Exercise objective » Quote the entire listing below word for word, but leave the picture out.
[Start]
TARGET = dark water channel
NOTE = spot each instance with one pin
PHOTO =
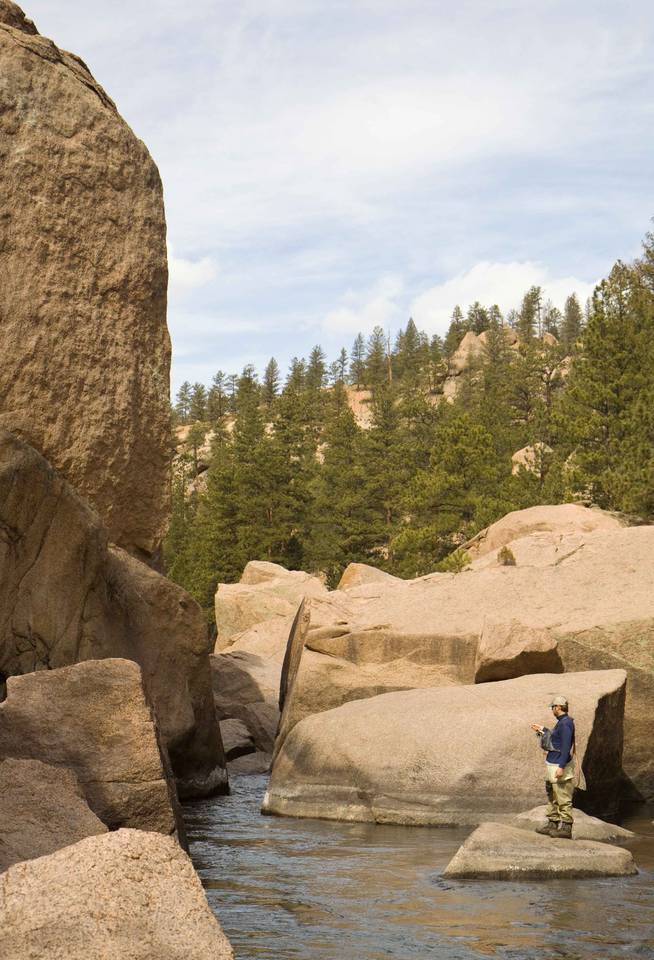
(317, 890)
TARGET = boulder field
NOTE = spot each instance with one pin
(93, 718)
(128, 895)
(447, 755)
(495, 851)
(579, 597)
(67, 596)
(85, 348)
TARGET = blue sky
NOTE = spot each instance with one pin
(331, 165)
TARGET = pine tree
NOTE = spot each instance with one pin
(572, 322)
(271, 381)
(357, 363)
(198, 404)
(183, 402)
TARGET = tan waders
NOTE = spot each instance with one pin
(559, 807)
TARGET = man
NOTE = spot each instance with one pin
(559, 777)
[End]
Correct answer »
TARGET = dark water channel
NOTE = spot each instance with one pin
PHOTO =
(317, 890)
TARGET = boulder field
NOTE = spot each instance with one pin
(93, 718)
(128, 895)
(447, 755)
(495, 851)
(579, 597)
(67, 596)
(85, 348)
TARGET = blue sky
NOTE = spot each instance with one pin
(331, 165)
TARGET = pine tree
NOTE = spot each instance with one pin
(572, 322)
(271, 381)
(357, 363)
(198, 404)
(183, 402)
TARGET = tan waders
NOTE = spot each instance with one pin
(559, 807)
TARGET = man
NOTE = spot each instance with one pin
(559, 777)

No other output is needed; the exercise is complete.